*** TEXT SEGMENT ***

Pompeo Presses Nations To Fund IS Fight Despite Budget Crunch
Secretary of State Mike Pompeo on Thursday urged allies to make up a shortfall in funding to defeat the Islamic State movement despite a budget crunch after the devastation of the coronavirus pandemic.
The United States and Italy led a meeting of 31 nations on fighting the extremists, held virtually due to precautions to stop the virus.
A US raid last year killed the group's leader, Abu Bakr al-Baghdadi, shortly after President Donald Trump declared the group that once ruled vast swathes of Syria and Iraq had been defeated on the battlefield.
"That said, our fight against ISIS continues, and will for the foreseeable future. We cannot rest," Pompeo told the conference.
"We must continue to root out ISIS cells and networks and provide stabilization assistance to liberated areas in Iraq and Syria," he said.
"It's true that the pandemic is putting enormous pressure on all of our budgets, but we urge your nations to pledge toward our goal of more than $700 million for 2020," he said.

*** End of TEXT SEGMENT ***

QUESTIONS ON THE MATERIAL:
- a) According to the article on Pompeo's IS funding appeal, how many nations took part in the meeting?
- b) Which countries does the article on Pompeo's IS funding appeal name?
- c) From the article on Pompeo's IS funding appeal, return the part that opens with the words containing "A US raid last" and closes with "told the conference.".

*** RECORDS PROVIDED ***

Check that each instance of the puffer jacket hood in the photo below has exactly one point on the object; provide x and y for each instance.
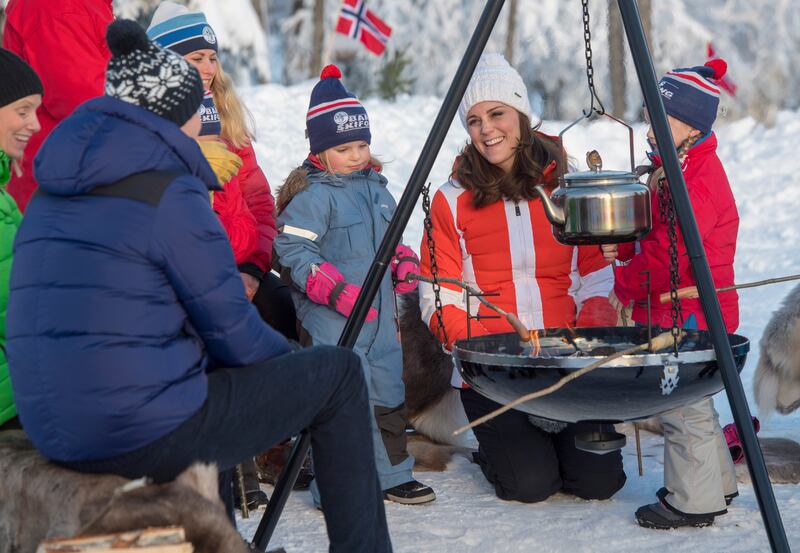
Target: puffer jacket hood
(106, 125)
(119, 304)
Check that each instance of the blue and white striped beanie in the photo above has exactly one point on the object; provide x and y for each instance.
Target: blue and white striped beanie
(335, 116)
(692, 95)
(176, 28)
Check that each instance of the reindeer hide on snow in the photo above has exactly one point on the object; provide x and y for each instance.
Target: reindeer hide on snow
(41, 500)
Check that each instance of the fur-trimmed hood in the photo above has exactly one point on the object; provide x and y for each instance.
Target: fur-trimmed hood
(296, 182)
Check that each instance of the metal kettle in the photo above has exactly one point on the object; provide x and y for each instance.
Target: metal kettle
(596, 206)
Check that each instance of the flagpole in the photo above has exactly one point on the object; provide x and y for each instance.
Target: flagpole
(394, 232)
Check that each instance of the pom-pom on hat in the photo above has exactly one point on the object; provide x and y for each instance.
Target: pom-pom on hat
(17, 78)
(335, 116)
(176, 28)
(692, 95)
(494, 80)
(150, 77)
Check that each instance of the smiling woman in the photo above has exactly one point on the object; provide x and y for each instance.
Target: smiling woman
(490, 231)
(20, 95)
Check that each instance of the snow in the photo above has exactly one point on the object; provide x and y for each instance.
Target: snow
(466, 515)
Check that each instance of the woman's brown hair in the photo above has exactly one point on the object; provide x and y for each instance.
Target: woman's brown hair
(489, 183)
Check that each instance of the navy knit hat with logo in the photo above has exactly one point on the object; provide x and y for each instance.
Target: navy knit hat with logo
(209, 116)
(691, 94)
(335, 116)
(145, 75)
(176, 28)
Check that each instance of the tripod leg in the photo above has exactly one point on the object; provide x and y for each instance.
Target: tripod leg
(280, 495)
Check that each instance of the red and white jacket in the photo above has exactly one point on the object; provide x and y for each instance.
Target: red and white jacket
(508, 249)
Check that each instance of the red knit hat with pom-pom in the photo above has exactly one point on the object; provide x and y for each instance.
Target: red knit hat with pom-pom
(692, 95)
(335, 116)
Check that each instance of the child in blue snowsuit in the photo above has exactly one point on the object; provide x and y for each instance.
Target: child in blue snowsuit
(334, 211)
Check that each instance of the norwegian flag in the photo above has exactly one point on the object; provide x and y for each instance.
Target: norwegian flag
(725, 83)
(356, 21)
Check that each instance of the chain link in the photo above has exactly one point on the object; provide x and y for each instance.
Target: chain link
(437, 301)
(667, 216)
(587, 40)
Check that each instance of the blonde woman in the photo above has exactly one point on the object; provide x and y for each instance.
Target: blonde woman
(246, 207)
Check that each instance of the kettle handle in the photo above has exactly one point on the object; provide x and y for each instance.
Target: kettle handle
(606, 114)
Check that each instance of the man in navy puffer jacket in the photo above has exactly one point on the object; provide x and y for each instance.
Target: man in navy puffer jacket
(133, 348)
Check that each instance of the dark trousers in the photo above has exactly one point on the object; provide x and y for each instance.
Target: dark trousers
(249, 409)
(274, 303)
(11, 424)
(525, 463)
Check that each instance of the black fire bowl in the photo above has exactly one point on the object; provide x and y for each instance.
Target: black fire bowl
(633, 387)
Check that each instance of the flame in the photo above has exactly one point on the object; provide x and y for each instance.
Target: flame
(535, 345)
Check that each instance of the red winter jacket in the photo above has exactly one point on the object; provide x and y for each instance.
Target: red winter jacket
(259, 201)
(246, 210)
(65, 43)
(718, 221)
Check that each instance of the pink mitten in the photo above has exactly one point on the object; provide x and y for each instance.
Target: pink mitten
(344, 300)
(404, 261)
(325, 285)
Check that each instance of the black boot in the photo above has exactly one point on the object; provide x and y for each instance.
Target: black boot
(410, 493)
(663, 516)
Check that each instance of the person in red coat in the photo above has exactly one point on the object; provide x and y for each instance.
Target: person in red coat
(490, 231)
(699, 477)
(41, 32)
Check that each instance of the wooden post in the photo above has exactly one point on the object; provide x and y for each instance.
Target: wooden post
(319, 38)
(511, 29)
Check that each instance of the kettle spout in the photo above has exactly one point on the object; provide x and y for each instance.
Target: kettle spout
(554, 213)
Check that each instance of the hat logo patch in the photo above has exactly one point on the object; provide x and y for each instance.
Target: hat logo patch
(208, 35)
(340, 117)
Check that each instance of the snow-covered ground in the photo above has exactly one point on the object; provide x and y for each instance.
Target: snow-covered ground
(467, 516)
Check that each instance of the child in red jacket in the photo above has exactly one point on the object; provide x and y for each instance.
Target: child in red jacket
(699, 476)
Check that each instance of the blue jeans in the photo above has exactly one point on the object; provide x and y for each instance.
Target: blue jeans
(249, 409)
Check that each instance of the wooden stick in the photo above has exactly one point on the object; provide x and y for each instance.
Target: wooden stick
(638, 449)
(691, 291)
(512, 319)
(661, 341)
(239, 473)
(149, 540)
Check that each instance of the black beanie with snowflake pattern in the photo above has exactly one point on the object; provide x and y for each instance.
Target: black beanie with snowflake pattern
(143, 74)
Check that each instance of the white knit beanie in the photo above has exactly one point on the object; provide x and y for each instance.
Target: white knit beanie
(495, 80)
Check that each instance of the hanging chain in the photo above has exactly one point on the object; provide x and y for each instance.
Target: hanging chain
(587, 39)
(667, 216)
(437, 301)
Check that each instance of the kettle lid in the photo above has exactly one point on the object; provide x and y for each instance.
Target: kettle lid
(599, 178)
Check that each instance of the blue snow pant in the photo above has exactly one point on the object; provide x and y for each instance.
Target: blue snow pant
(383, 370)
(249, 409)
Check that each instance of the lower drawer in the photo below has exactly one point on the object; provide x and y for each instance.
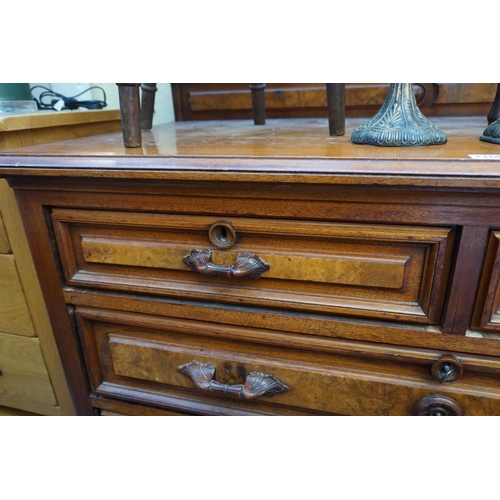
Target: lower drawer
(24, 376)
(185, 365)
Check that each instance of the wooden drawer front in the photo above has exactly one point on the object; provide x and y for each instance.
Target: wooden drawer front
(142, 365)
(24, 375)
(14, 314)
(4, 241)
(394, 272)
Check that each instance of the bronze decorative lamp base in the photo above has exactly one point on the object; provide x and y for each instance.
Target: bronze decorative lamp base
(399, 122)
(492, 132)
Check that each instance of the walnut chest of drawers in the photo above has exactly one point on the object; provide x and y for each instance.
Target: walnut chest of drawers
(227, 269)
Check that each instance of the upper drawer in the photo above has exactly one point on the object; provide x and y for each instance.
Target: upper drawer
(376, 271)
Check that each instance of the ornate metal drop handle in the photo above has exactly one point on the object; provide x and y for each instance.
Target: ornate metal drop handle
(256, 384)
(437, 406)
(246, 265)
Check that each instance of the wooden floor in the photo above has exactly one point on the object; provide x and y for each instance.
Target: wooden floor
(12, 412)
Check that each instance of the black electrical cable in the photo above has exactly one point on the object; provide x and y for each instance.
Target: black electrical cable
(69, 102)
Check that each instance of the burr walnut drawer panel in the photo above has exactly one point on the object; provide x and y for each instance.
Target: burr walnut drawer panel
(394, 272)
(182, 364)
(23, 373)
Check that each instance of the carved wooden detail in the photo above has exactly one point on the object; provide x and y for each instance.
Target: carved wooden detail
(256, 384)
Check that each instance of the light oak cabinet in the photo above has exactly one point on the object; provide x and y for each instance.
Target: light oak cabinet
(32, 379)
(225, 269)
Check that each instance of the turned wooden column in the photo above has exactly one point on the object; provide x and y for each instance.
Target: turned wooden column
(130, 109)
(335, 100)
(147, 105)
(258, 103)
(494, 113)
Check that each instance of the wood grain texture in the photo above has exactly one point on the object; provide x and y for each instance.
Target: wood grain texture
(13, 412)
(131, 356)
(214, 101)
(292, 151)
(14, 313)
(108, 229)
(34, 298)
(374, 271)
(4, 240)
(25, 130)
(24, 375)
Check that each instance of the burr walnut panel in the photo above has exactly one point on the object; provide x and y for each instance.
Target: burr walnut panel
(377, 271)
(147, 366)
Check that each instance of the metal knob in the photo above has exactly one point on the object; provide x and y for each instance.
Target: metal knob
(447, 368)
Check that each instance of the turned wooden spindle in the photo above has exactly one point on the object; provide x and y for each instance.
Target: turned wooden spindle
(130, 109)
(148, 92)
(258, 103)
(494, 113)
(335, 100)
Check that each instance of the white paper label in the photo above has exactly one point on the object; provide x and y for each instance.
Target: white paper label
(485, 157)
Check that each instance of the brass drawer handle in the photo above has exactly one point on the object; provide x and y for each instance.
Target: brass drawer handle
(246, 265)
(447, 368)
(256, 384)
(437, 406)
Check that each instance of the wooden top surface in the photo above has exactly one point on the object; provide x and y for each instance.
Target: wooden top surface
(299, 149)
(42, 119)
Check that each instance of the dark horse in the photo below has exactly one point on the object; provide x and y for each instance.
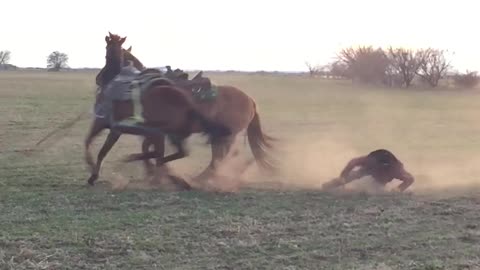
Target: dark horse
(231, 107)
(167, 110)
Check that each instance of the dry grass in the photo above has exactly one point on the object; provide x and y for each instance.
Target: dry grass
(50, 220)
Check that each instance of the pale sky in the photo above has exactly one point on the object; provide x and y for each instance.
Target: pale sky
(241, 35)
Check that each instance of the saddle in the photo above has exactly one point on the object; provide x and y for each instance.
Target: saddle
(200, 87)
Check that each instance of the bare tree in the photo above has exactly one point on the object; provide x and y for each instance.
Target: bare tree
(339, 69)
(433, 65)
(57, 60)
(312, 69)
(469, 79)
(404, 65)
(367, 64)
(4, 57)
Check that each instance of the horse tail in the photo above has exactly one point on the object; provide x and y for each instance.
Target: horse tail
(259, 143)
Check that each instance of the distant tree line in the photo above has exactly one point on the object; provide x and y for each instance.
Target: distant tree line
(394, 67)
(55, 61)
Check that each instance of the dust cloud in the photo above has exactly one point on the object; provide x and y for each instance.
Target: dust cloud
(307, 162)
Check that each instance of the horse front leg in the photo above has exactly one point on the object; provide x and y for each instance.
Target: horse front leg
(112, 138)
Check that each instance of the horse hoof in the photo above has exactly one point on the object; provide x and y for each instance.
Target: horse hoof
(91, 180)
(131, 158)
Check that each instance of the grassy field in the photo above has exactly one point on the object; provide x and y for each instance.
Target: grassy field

*** End of RECORDS PROVIDED ***

RESPONSES BY ITEM NUMBER:
- a) 31 nations

- b) The United States, Italy, Syria, Iraq

- c)
A US raid last year killed the group's leader, Abu Bakr al-Baghdadi, shortly after President Donald Trump declared the group that once ruled vast swathes of Syria and Iraq had been defeated on the battlefield.
"That said, our fight against ISIS continues, and will for the foreseeable future. We cannot rest," Pompeo told the conference.